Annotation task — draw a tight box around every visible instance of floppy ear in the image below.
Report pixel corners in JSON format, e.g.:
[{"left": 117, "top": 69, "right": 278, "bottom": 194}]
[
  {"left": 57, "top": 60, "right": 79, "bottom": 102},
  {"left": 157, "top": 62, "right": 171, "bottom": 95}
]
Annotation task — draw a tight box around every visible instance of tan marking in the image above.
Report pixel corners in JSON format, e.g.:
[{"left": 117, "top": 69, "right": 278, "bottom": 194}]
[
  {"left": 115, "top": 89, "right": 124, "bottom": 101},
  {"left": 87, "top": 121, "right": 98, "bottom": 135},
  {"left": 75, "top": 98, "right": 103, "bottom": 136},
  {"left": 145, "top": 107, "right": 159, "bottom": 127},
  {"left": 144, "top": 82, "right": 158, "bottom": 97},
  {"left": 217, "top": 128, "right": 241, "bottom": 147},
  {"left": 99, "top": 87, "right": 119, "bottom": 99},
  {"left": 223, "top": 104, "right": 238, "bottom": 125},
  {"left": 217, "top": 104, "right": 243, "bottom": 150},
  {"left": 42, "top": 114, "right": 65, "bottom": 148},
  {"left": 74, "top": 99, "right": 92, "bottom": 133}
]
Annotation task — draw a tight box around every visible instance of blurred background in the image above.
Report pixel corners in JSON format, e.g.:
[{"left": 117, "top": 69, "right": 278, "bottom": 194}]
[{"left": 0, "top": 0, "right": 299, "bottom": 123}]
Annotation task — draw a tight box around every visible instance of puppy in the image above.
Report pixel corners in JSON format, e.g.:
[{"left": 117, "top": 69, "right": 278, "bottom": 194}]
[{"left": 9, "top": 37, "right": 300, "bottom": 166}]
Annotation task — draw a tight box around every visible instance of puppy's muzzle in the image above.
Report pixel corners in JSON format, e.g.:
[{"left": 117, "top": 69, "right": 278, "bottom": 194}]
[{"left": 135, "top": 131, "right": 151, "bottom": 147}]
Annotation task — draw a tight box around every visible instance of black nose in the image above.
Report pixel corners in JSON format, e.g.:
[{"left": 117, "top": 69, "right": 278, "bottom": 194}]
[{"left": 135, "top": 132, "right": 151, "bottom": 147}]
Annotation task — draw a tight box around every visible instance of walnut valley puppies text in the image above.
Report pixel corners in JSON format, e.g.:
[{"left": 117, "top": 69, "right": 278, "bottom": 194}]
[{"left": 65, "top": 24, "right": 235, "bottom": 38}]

____________________

> _Task brief_: Return exactly the lines from the line bearing "muzzle in the image above." to the end of the records, inclusive of both; include no other lines.

> _Result of this task_:
Annotation task — draw a tight box around every visible instance of puppy's muzzle in the image above.
Report pixel corners in JSON format, e.g.:
[{"left": 117, "top": 69, "right": 278, "bottom": 194}]
[{"left": 135, "top": 131, "right": 151, "bottom": 147}]
Annotation task — draw a tight box around every visible instance of black nose in the image above.
Report pixel corners in JSON format, e.g.:
[{"left": 117, "top": 69, "right": 278, "bottom": 194}]
[{"left": 135, "top": 132, "right": 151, "bottom": 147}]
Annotation task — draw a tight box around every visible instance of walnut valley puppies text in the image above.
Report pixel corners in JSON format, e.g.:
[{"left": 117, "top": 69, "right": 278, "bottom": 194}]
[{"left": 65, "top": 24, "right": 235, "bottom": 38}]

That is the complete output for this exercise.